-------- LISTED RECORDS --------
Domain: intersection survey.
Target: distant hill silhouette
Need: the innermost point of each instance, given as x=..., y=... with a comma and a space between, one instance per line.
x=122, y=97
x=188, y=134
--------
**WHAT TO DO:**
The full set of entries should be transcribed exactly.

**WRITTEN RESPONSE:**
Domain: intersection survey.
Target: distant hill silhouette
Need: the innermost point of each instance, given as x=..., y=... with a comma and a space between, one instance per line.
x=122, y=97
x=188, y=134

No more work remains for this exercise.